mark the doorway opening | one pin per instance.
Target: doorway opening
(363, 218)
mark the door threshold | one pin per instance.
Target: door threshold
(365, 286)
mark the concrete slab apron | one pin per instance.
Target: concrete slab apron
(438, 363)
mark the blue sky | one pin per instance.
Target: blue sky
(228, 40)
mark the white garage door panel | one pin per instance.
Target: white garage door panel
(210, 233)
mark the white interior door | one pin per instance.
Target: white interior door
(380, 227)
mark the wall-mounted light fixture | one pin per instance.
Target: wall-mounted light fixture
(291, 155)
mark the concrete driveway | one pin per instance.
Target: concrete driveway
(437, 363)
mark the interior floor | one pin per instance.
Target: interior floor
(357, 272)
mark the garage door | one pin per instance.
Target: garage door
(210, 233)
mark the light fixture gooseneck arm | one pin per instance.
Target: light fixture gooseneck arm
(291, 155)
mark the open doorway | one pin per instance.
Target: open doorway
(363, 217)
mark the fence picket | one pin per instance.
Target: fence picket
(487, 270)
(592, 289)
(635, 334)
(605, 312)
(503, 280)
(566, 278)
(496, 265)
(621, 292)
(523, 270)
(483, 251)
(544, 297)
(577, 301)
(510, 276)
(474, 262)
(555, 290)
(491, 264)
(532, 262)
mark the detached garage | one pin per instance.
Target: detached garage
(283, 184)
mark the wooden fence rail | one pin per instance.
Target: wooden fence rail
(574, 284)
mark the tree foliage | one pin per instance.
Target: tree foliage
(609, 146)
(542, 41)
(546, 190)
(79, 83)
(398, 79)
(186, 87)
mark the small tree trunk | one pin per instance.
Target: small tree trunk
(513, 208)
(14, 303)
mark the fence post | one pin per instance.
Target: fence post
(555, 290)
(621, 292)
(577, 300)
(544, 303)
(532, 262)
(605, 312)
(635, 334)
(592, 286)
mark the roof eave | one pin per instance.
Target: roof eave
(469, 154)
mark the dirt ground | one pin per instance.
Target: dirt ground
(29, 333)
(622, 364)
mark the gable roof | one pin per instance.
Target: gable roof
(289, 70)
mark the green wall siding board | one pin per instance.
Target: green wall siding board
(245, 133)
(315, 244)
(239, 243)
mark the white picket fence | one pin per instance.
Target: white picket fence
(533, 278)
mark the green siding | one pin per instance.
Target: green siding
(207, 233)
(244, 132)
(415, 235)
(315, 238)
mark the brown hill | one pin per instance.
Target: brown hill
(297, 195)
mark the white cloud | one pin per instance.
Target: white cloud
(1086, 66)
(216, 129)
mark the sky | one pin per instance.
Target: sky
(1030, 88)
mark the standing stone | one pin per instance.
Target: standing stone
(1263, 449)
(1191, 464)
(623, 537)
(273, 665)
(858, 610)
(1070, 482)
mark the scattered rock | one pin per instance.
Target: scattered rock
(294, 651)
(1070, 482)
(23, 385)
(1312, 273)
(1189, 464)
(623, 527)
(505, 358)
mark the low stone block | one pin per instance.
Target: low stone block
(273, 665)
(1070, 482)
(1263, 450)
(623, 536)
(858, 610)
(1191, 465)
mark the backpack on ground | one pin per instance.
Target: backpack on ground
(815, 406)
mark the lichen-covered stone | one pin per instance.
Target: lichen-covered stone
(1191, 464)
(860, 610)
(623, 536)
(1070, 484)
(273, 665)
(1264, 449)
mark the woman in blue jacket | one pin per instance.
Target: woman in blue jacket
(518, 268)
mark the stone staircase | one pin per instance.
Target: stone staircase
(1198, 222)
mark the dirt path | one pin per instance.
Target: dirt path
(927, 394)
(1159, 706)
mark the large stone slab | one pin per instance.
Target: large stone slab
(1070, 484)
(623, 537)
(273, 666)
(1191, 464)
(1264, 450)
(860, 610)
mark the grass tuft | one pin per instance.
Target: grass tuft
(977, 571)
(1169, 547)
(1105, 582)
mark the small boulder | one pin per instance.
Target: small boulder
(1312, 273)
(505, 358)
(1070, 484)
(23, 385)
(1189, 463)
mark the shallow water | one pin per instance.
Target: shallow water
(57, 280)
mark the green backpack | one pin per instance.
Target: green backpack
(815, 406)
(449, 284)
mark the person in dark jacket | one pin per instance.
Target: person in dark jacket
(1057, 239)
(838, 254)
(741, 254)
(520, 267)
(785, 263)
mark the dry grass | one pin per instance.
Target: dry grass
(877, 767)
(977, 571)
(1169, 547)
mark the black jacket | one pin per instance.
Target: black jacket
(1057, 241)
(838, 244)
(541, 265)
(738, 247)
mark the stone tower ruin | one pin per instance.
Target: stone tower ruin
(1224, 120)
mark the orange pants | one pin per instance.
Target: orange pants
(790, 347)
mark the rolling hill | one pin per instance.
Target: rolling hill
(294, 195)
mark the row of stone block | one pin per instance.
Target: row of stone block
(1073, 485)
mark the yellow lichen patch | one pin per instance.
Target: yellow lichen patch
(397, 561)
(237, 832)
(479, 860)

· · · · ·

All that is wanted is the set of lines from the one with "Target: row of stone block" through the last line of the entries, both included, output exactly.

**ANSWER BOX**
Target: row of stone block
(1073, 485)
mark the yellow lichen patch | one pin per instance.
Target: yellow lichen patch
(397, 561)
(237, 832)
(479, 860)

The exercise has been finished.